═══ Extract provided

Abstract
Engineered heart tissue (EHT) is a 3D cardiac model made of hydrogel and cardiac cells cast in a mold anchored between two pillars. Since its introduction in 2002 (PMID: 11834716) it has become a key tool to reproduce the structure and function of native heart muscle in vitro. Developing multicellular EHTs (mEHTs) from human induced pluripotent stem cells (hiPSC)-derived cardiac cells provide a more physiological microenvironment, promoting cardiomyocyte (CM) maturation and generating tissues that better mimic the human myocardium (PMID: 35401829). This approach overcomes major limitations of current models, such as limited access to patient-derived CMs, low translational value of animal systems, and immaturity of 2D hiPSC-derived CMs.
Our goal is to establish a mEHT composed of hiPSC-derived CMs, endothelial cells (ECs) and cardiac fibroblasts (CFs): the three main cardiac cell types (PMID: 36443005). Using a healthy donor hiPSC line, CMs were obtained using a commercial differentiation media, while ECs and CFs were generated by optimizing a previously published differentiation protocol (PMID: 33772245) and validated by flow cytometry and/or immunofluorescence. EHTs were produced and analyzed using a commercial two-pillar device that enables culture, stimulation, and real-time contractility assessment via integrated optical fiber technology.
Contractile activity of mEHTs containing 70% CMs, 15% ECs, and 15% CFs was analyzed at day 7, 14 and 21. Preliminary results revealed significant functional maturation: beating rate decreased, while contractile force and contraction time increased between days 7–14 and 7–21, with no significant differences between days 14–21, indicating a stabilization phase. Relaxation time remained unchanged. Fluorescence imaging confirmed more elongated CMs and a compact, aligned tissue structure by day 14.
To further enhance physiological relevance, first attempts were made to integrate hiPSC-derived sympathetic neurons to obtain an innervated mEHT. Once validated, this system is expected to provide an advanced human cardiac platform for drug screening and disease modeling.
FUNDINGS: PROMOS (ITAT-11-35023 grant) Interreg VI-A Italia-Austria 2021-2027, co-funded by the European Union.

══════
═══ Records supplied

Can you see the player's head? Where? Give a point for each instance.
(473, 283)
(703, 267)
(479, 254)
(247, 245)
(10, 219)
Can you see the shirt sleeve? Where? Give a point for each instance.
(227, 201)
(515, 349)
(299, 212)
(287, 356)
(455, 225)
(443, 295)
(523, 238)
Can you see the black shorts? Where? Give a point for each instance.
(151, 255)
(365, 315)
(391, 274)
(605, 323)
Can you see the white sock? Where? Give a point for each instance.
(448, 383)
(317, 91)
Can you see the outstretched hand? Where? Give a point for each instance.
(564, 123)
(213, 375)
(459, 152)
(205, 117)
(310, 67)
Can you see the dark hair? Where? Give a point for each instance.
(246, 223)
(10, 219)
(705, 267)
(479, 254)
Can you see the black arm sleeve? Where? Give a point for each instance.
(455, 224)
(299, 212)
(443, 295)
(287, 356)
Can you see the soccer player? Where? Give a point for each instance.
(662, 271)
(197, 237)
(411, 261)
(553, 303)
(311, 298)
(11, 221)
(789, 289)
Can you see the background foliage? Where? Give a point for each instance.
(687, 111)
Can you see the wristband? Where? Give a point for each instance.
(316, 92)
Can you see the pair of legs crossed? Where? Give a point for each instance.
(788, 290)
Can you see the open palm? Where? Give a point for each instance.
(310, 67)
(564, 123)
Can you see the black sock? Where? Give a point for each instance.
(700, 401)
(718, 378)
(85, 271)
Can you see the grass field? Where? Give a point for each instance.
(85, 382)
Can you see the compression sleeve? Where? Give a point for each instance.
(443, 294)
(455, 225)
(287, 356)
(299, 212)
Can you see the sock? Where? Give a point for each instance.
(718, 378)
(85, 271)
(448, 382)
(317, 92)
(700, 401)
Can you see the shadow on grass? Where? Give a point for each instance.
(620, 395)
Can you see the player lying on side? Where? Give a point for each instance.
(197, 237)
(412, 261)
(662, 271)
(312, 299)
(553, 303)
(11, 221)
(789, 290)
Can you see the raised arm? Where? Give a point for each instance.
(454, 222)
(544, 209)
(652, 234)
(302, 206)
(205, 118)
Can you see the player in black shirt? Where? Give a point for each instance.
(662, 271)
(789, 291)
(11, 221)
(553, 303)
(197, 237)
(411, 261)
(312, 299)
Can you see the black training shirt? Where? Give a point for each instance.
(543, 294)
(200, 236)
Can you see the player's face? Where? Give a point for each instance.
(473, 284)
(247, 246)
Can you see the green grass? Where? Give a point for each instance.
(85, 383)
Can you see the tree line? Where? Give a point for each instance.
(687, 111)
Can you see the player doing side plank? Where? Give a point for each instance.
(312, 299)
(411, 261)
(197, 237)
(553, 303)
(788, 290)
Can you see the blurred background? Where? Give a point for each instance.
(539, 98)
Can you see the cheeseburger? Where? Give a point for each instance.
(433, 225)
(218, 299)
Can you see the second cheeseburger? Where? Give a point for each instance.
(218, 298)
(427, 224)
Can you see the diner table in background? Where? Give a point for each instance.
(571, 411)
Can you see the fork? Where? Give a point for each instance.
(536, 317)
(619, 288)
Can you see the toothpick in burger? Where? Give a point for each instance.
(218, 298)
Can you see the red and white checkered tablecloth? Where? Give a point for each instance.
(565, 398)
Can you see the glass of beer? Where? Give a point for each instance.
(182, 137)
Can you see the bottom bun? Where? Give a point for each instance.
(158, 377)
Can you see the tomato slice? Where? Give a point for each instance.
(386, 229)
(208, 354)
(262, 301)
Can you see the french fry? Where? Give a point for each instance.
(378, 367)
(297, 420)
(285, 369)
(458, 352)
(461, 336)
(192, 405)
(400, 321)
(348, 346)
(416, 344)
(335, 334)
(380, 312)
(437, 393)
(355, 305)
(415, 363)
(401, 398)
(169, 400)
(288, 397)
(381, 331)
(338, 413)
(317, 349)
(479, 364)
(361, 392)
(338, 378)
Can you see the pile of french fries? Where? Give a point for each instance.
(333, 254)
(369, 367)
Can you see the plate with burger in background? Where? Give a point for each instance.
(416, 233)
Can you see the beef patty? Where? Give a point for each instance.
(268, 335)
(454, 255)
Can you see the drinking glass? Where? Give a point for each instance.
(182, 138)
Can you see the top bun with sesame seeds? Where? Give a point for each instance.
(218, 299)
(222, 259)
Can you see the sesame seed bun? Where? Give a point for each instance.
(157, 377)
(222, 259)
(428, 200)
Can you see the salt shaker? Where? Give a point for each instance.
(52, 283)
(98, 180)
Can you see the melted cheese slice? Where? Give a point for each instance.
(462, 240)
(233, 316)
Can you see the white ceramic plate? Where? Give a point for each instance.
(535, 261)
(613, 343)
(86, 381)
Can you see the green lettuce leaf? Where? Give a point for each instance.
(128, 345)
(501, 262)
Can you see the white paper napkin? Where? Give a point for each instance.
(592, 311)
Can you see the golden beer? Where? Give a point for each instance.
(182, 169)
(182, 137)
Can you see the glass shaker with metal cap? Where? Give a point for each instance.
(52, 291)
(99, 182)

══════
═══ Records supplied

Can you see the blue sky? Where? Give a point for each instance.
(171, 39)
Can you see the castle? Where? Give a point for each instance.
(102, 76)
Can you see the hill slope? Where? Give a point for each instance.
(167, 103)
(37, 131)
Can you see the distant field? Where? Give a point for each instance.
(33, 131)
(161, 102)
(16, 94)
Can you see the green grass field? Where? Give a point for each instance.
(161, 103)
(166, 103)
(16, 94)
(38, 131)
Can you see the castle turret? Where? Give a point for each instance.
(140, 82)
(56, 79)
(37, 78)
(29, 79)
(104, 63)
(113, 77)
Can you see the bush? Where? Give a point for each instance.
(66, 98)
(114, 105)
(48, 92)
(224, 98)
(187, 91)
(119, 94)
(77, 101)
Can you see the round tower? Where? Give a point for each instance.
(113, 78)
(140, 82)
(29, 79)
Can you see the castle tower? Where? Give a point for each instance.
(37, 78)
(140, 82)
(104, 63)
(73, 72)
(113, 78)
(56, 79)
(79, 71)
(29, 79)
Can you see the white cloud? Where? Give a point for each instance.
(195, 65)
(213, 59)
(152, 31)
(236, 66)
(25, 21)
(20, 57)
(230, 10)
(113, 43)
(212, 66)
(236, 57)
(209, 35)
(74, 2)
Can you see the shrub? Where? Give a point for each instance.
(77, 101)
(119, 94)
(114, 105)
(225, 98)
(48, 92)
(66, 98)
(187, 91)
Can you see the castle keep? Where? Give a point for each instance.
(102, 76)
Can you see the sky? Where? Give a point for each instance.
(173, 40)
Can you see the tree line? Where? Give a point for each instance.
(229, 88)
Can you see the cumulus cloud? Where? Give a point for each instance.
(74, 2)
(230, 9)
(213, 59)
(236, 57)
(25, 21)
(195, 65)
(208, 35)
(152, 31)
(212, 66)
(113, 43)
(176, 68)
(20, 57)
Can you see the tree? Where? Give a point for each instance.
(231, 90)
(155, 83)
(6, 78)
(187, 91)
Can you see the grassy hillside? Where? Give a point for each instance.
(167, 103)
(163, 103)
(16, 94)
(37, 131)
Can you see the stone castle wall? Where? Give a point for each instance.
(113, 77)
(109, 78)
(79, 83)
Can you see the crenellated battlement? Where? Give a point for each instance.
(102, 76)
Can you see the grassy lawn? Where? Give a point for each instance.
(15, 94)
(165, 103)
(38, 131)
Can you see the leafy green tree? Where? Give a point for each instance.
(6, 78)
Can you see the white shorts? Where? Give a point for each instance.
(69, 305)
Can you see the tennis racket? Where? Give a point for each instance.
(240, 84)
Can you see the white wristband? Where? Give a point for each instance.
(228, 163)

══════

Task requirements:
1) Write out the part of the engineered heart tissue abstract starting at "Contractile activity of" and ending at "the European Union.".
2) Answer these from the engineered heart tissue abstract:
(a) In what year was engineered heart tissue introduced?
(b) What proportions of CMs, ECs and CFs did the mEHTs analyzed for contractile activity contain?
(c) Which contractile measure remained unchanged?
The rows are separate material from the engineered heart tissue abstract.

Answers for the exercise:
1)
Contractile activity of mEHTs containing 70% CMs, 15% ECs, and 15% CFs was analyzed at day 7, 14 and 21. Preliminary results revealed significant functional maturation: beating rate decreased, while contractile force and contraction time increased between days 7–14 and 7–21, with no significant differences between days 14–21, indicating a stabilization phase. Relaxation time remained unchanged. Fluorescence imaging confirmed more elongated CMs and a compact, aligned tissue structure by day 14.
To further enhance physiological relevance, first attempts were made to integrate hiPSC-derived sympathetic neurons to obtain an innervated mEHT. Once validated, this system is expected to provide an advanced human cardiac platform for drug screening and disease modeling.
FUNDINGS: PROMOS (ITAT-11-35023 grant) Interreg VI-A Italia-Austria 2021-2027, co-funded by the European Union.

2)
(a) 2002
(b) 70% CMs, 15% ECs and 15% CFs
(c) Relaxation time